- Input material -
-.-.-

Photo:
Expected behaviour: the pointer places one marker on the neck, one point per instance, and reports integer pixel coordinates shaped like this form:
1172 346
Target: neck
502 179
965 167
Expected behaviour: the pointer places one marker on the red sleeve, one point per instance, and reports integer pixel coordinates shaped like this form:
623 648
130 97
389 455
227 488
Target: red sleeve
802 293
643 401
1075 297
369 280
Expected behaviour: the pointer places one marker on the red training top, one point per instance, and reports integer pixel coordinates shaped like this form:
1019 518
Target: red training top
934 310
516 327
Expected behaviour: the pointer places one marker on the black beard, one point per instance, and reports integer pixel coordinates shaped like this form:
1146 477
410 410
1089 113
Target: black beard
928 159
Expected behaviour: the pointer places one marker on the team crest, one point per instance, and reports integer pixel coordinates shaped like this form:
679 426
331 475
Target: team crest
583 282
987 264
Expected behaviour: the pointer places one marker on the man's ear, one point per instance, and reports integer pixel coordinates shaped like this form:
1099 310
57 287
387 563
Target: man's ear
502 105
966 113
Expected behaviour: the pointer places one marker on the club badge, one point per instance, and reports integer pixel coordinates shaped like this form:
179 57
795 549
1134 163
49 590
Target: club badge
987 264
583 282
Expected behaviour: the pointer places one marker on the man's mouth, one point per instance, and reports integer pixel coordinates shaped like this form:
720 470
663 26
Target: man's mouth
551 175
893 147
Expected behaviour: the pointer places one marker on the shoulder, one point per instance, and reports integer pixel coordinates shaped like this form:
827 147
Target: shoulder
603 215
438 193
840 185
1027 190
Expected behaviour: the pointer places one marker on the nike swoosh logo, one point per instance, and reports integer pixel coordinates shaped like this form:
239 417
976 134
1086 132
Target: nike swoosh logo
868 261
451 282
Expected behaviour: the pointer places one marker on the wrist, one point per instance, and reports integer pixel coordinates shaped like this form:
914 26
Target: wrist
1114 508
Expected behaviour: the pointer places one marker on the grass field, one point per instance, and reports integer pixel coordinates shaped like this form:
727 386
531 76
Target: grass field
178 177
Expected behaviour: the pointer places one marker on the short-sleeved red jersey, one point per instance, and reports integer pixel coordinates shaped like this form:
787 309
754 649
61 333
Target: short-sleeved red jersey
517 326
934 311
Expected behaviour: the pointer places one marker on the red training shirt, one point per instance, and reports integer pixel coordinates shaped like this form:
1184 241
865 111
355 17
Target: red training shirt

-.-.-

Every record shown above should be written out again exactly.

Photo:
Expected behaviour: the pointer places one marker on the neck, one point per instance, and reports integer pixel coordinates shaped like this form:
1172 346
Target: neck
502 179
965 167
Expected behaviour: the pointer places one marker on the red sleeve, one point per instance, and reports integer pixel coordinates shaped like this form:
623 648
130 97
389 455
227 488
Target: red sleeve
802 293
643 401
1075 297
369 280
Expected behaviour: the pointer places one marker on the red training top, one point per instance, and reports integer pixel coordinates shaped like this form:
1019 518
Target: red training top
934 310
516 327
Expected behaviour: the pointer places one marker on the black beard, one point per instance, and reports integer pixel coordinates shaped like this form:
1146 477
410 410
1089 113
Target: black beard
928 159
Expected behaviour: the pointer places one marker on the team crest, one point per instance, and reports integer pixel coordinates shaped like this form:
679 426
331 475
Target: team crest
583 282
987 264
Expected behaviour: the pointer places one marker on the man's ear, one point per instance, and reports integer pixel coordinates shaped like this form:
1099 310
57 287
387 563
Target: man's ear
502 105
966 113
Expected behaviour: the pointer places one marker on the club badge, one point per instance, and reports integer pixel coordinates shaped like this form:
179 57
795 549
1134 163
49 590
Target: club badge
987 264
583 282
Expected behaviour: the pointer places one marker on the man's mouth, one point per instance, and reports integer pixel coordinates shaped like this form:
720 470
663 26
Target: man's mouth
551 175
893 147
Expected behaviour: the pointer places one marker on the shoulder, one point per instance, and reports integer pixel coordinates shaped like this form:
827 147
Target: shoulder
603 215
438 193
840 185
1027 190
Expected behaviour: the pointer places one marker on the nike swoosh logo, one point per instance, and reports integer pixel coordinates shaped like this form:
239 417
976 134
1086 132
Target: nike swoosh logo
868 261
451 282
Expected behaviour: the pointer places one marker on the wrist, one point per instance, and reports integer pixel coordinates shaped like this form:
914 26
Target: wrist
1114 508
Expected behaviour: the pointer places one marker on the grass field, one point per instance, and reports integer pixel coordinates shaped like this form:
727 386
531 76
Target: grass field
178 177
Expected behaviour: the pointer places one marker on the short-sleeved red jersey, one point per instance, and reports integer pixel coordinates shaped like this form:
787 309
754 649
61 333
Target: short-sleeved red jersey
517 326
934 311
Expected behaviour: the pointer places one marker on the red training shirt, one point per instance, and reports integer pixel coordinates shaped like this form:
1184 241
865 111
355 17
Target: red training shirt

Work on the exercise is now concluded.